— Dataset entries —
____
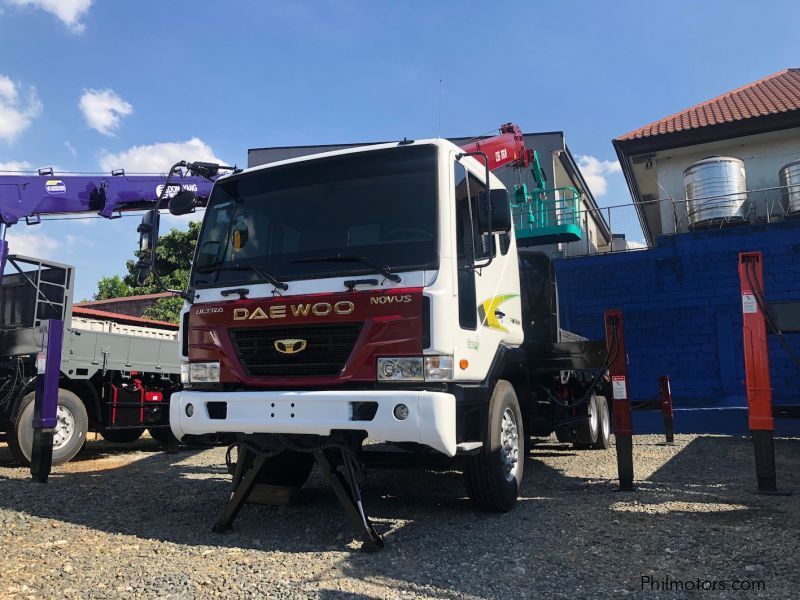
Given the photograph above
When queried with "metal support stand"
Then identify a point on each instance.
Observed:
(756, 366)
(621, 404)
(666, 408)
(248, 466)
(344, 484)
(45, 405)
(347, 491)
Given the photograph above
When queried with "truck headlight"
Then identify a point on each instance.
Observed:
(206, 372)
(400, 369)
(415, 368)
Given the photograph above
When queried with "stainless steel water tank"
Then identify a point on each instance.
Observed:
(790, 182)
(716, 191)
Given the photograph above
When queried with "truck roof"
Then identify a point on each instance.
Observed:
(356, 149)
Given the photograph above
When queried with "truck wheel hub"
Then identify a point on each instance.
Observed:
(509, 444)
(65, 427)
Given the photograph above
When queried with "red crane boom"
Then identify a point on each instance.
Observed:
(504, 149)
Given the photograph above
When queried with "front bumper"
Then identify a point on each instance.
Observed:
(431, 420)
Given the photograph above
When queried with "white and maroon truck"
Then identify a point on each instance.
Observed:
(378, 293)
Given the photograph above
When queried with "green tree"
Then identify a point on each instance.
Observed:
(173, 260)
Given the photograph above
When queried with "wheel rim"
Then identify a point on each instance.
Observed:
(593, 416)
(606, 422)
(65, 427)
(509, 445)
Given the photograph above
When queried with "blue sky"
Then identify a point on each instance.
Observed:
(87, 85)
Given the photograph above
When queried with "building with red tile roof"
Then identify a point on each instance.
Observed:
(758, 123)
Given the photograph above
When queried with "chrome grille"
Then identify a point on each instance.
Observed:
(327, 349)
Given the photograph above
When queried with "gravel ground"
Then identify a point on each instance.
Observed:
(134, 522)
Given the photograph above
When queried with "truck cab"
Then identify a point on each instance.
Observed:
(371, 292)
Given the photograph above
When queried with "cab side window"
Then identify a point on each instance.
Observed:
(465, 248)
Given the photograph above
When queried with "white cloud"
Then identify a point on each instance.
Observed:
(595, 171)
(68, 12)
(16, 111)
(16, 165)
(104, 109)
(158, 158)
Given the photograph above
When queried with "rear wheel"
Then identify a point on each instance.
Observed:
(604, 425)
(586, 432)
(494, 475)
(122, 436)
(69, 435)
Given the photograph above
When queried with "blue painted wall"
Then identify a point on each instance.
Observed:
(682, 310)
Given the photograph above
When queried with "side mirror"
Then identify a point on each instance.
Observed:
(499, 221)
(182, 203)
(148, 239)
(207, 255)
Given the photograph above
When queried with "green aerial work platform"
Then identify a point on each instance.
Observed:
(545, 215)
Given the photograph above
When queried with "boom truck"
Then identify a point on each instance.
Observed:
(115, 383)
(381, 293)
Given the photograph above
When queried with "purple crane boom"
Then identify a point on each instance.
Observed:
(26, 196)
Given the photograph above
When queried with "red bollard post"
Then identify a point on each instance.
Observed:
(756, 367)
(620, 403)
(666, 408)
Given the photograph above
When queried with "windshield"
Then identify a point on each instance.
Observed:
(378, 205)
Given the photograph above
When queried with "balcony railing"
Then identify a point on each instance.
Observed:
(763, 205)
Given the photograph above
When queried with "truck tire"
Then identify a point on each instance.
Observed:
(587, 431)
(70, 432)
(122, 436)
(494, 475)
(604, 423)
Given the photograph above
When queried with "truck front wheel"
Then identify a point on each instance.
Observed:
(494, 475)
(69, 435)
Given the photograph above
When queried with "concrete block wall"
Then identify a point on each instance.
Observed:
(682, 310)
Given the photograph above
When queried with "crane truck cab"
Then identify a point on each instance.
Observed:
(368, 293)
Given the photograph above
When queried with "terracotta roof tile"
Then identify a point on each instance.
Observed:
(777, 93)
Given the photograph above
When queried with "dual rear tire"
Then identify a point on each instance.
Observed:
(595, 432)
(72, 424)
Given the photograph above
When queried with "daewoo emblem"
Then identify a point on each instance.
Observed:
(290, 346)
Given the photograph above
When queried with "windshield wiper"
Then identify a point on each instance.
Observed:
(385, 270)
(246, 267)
____
Your copy of the material above should be exact and free of pictures.

Given the photograph above
When queried with "metal support stand"
Then identify a point on each instance.
Observed:
(756, 366)
(621, 404)
(666, 408)
(248, 466)
(344, 484)
(45, 405)
(347, 491)
Given the photograph above
When queried with "truck headlight"
Then identify a point on each instance.
Observed:
(206, 372)
(400, 369)
(415, 368)
Given the photograph above
When queried with "stainless steel water tank"
Then identify a point on each instance.
Observed:
(790, 182)
(716, 191)
Given the photograph above
When queried with "truck roof"
Then identify a point on each instance.
Observed:
(356, 149)
Given the photograph above
When queried with "truck wheel hub"
Then identify a point on each instance.
Observed:
(509, 444)
(65, 427)
Given the photograph above
When queried with "red crane boom"
Then identify a point on each instance.
Observed:
(504, 149)
Given the photograph above
When queried with "front bumper"
Then identify a point on each instance.
Observed:
(431, 420)
Given the photograph above
When queried with "white and maroon truck"
Then identify a point on each instance.
Observed:
(378, 293)
Given the photograph above
When queried with "green tree"
Then identify a point on each instance.
Observed:
(173, 260)
Given the photograph above
When queried with "wheel rim"
Then identify a point on each instance.
Observed:
(593, 416)
(606, 422)
(65, 427)
(509, 445)
Given the photograph above
When queried with "blue sky"
Then identify a point on each instance.
Observed:
(87, 85)
Given the photograph above
When queried with "building with red tile roof"
Then identify a point on each instance.
Observed:
(758, 123)
Given the photograph above
When queried with "chrome grille"
Then identify a point on each instance.
Observed:
(327, 349)
Given the photograph above
When queried with "gravel ground"
Then identify a point on each instance.
Observed:
(134, 522)
Given the photograph above
When queried with "truck cab"
Then identify a point on each instance.
Observed:
(371, 292)
Given the photograph above
When queried with "cab side window"
Then identify a point on each instance.
Observed:
(465, 248)
Given the photograph above
When queried with "white cloud"
Then identify a point on each instance.
Observed:
(595, 171)
(68, 12)
(16, 111)
(16, 165)
(104, 109)
(158, 158)
Given the photograph above
When queried with "rear wheel"
Then identify a point on each instance.
Observed:
(604, 425)
(586, 432)
(494, 475)
(122, 436)
(69, 435)
Given the photograph above
When queried with "blue painted wall"
Then identify a point on each instance.
Observed:
(682, 310)
Given the photograph above
When queried with "side mirror"
Then identify a point on each instance.
Observed:
(499, 221)
(182, 203)
(148, 239)
(207, 255)
Given the photograph above
When queried with "green aerial work platform"
Then identify a point on each instance.
Observed:
(545, 215)
Given the photograph above
When queried with "boom truck"
Then identify a point on each instance.
Observed:
(115, 383)
(381, 293)
Given the photograph above
When queried with "purple crane boom"
Then identify a point on each instance.
Observed:
(26, 196)
Given the photograph above
When queried with "red bollard post"
Then identify a point on each instance.
Observed:
(756, 367)
(620, 403)
(666, 408)
Given the photograph above
When queried with "windshield"
Then identify a point on each instance.
Observed:
(378, 205)
Given the photograph above
When queried with "balcony railing"
Then identify a point on each instance.
Observed:
(763, 205)
Given the photograph above
When queried with "truck tire"
Then identify a point on each instance.
Observed:
(587, 431)
(70, 432)
(122, 436)
(494, 475)
(604, 423)
Given the photograph above
When queried with "truck front wheel"
Then identify a point on each instance.
Observed:
(494, 475)
(69, 435)
Given the photograph above
When queried with "concrete block wall"
Then identify a point on each instance.
Observed:
(682, 310)
Given the photograph above
When queried with "crane truck cab"
Then identify a point on each instance.
Observed:
(368, 293)
Given the photograph above
When queried with "terracotta roof tile"
Then identify a point on each instance.
Observed:
(777, 93)
Given the photograph above
When queried with "dual rear tire"
Then identify a point on each instance.
Observed:
(595, 432)
(72, 424)
Given the photograph above
When queried with "daewoo emblem"
Then identify a point on each instance.
Observed:
(290, 346)
Given the photograph above
When queried with "windshield wiper"
Then identify a point on each instance.
Observed:
(385, 270)
(246, 267)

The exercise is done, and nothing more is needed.